EXCERPT TO READ —
Lenderking told US lawmakers that Iran supports the Houthis in several ways including through training, providing lethal support and helping them “fine tune” their drone and missile programmes.
“Unfortunately all of this is working to very strong effects as we see more and more attacks on the Kingdom of Saudi Arabia – and potentially other countries – more accuracy and more lethality. So this is a great concern to us,” Lenderking told a House of Representatives Foreign Affairs Committee hearing.
“Iran’s support to the Houthis is quite significant, and it’s lethal,” Lenderking said.
A Saudi Arabia-led military coalition intervened in Yemen in 2015 after the Iran-aligned Houthi militias ousted the country’s government from the capital Sana’a. The Houthis have said they are fighting a corrupt system.
“We would welcome Iran playing a constructive role, if they are willing to do so. We have not seen any indication of that,” Lenderking said.

AVAILABLE DATA —

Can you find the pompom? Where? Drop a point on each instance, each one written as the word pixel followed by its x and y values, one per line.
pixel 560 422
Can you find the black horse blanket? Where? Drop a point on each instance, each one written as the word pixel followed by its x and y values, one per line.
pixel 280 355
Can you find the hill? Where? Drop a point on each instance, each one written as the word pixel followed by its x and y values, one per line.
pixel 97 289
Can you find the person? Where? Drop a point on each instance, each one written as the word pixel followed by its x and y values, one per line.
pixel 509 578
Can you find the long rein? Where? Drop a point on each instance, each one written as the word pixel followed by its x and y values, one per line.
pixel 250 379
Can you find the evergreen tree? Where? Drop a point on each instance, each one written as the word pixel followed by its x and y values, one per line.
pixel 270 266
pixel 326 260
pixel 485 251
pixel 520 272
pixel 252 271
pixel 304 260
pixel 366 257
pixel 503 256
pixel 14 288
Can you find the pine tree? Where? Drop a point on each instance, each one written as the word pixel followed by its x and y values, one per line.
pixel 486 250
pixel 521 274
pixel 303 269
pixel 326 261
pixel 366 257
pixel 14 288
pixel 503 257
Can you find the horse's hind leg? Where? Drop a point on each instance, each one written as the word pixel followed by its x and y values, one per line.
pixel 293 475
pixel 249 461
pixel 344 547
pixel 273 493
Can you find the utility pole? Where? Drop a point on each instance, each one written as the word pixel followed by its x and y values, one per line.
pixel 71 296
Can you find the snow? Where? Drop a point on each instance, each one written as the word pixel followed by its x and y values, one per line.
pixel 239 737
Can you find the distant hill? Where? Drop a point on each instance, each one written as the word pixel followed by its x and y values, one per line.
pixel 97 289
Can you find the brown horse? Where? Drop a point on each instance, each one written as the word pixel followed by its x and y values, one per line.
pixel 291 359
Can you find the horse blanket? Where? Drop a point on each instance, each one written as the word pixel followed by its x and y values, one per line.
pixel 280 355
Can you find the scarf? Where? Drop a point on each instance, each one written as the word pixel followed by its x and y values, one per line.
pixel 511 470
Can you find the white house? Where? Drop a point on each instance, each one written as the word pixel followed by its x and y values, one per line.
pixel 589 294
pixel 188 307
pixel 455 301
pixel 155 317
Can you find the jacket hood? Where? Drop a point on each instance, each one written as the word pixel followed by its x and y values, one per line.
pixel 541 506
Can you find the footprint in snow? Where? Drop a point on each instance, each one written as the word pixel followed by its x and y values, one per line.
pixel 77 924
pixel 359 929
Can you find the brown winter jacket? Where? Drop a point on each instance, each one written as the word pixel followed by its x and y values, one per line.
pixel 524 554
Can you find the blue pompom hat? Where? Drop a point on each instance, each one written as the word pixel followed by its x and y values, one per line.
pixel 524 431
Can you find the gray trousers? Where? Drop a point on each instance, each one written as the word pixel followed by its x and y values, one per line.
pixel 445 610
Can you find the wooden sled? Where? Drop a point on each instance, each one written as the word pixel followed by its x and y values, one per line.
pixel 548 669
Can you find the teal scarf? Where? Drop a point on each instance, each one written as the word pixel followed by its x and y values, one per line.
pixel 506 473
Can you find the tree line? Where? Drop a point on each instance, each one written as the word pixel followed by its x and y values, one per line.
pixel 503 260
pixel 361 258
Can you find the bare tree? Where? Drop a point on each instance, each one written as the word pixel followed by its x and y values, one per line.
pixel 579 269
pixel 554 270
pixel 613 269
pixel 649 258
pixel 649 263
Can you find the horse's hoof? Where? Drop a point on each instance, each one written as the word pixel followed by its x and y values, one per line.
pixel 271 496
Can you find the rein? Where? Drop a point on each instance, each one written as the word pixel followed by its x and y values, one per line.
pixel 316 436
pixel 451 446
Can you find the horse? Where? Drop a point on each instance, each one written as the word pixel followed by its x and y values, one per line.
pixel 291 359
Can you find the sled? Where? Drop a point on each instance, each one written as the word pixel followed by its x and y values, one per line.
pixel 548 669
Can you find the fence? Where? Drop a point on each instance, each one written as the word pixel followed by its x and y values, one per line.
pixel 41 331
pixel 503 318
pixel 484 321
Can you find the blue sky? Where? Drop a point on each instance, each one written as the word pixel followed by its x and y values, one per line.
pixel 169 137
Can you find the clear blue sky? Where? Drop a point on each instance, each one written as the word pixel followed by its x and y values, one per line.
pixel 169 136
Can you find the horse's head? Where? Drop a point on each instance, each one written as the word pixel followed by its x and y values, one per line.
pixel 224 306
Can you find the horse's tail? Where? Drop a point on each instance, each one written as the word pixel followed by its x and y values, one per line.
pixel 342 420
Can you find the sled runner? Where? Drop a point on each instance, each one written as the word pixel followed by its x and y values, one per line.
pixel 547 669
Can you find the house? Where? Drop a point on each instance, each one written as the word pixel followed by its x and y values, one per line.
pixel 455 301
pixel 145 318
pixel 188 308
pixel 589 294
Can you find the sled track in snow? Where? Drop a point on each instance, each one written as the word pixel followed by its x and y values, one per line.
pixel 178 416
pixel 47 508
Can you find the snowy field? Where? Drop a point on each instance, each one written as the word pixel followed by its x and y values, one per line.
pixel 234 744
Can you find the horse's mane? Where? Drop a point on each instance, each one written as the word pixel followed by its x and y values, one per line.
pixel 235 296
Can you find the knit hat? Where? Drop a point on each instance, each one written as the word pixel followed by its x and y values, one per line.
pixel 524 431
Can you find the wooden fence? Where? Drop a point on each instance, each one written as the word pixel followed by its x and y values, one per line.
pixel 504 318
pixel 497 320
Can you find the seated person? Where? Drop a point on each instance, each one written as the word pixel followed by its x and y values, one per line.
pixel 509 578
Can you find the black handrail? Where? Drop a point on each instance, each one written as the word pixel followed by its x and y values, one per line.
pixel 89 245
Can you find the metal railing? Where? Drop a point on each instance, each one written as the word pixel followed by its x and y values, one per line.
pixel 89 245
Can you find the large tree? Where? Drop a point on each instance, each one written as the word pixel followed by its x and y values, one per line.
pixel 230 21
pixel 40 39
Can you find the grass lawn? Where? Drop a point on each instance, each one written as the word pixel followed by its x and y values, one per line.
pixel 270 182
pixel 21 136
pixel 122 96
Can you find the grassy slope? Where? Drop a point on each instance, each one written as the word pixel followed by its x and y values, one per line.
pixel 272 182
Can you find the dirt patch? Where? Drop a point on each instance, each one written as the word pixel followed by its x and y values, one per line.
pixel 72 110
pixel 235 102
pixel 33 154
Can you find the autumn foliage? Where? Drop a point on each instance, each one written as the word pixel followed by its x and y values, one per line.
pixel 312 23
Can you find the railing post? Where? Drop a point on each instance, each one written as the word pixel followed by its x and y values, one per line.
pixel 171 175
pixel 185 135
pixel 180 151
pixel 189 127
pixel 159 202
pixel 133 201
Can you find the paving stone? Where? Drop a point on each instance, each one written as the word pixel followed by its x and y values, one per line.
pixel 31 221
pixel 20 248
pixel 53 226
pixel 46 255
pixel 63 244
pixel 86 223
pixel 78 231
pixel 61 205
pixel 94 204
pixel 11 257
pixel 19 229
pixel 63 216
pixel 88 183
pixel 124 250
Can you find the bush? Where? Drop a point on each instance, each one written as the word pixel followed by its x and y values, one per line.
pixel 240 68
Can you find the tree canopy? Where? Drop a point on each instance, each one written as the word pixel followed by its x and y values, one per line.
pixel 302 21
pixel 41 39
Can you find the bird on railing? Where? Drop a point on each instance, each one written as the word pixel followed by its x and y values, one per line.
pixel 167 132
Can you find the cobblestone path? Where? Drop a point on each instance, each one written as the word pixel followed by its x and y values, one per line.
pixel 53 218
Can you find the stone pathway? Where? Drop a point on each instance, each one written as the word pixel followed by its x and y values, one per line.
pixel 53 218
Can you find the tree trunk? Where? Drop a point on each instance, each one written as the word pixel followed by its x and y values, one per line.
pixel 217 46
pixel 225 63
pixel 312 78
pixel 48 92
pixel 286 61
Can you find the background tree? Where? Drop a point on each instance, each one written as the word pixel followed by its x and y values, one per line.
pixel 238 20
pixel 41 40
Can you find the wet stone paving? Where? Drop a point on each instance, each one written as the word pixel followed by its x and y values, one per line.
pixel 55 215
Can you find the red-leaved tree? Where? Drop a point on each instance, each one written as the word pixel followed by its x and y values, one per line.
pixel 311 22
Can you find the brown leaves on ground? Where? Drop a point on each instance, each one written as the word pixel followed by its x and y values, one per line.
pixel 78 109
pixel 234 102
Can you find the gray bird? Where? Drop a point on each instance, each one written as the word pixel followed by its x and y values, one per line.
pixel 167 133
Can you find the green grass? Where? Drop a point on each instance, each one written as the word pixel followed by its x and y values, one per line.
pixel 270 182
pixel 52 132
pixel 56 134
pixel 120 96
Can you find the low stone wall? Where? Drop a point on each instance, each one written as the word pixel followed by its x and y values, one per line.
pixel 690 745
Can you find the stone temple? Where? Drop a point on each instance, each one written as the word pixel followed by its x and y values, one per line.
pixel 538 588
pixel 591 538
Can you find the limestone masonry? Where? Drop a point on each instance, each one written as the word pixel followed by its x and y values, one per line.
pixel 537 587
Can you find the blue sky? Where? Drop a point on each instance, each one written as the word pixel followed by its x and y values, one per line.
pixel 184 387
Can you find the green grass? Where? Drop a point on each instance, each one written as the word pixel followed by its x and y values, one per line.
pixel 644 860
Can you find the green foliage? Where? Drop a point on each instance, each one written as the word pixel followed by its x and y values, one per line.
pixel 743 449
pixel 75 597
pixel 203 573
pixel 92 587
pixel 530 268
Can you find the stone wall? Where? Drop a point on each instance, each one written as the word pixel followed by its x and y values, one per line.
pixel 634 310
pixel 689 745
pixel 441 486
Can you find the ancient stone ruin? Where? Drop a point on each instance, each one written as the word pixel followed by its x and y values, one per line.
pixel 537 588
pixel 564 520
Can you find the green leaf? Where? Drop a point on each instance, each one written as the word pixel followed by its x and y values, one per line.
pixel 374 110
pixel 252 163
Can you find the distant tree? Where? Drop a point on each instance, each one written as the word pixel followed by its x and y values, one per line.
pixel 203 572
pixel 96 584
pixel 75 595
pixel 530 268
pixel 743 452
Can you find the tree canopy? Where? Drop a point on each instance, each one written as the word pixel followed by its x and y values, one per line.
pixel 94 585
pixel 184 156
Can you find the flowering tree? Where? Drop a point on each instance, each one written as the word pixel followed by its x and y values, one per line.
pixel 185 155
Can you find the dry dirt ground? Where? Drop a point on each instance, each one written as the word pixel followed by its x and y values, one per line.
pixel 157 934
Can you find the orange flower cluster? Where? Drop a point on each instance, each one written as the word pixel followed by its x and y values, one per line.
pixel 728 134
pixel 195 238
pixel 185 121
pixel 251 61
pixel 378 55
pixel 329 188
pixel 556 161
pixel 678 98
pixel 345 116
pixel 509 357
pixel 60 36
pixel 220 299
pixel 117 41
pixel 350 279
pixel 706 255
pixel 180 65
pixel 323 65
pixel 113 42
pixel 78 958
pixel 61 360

WHAT YOU WILL DO —
1: Copy the stretch of the passage on Iran and the Houthis from "Lenderking told US" through "a corrupt system.", without changes.
2: Identify every line in the listing that contains the string "wall", and write out each such line in full.
The passage on Iran and the Houthis and the listing come from unrelated sources.

RESPONSES PER TASK —
1:
Lenderking told US lawmakers that Iran supports the Houthis in several ways including through training, providing lethal support and helping them “fine tune” their drone and missile programmes.
“Unfortunately all of this is working to very strong effects as we see more and more attacks on the Kingdom of Saudi Arabia – and potentially other countries – more accuracy and more lethality. So this is a great concern to us,” Lenderking told a House of Representatives Foreign Affairs Committee hearing.
“Iran’s support to the Houthis is quite significant, and it’s lethal,” Lenderking said.
A Saudi Arabia-led military coalition intervened in Yemen in 2015 after the Iran-aligned Houthi militias ousted the country’s government from the capital Sana’a. The Houthis have said they are fighting a corrupt system.

2:
Can you find the low stone wall? Where? Drop a point on each instance, each one written as the word pixel followed by its x and y values, one per line.
Can you find the stone wall? Where? Drop a point on each instance, each one written as the word pixel followed by its x and y values, one per line.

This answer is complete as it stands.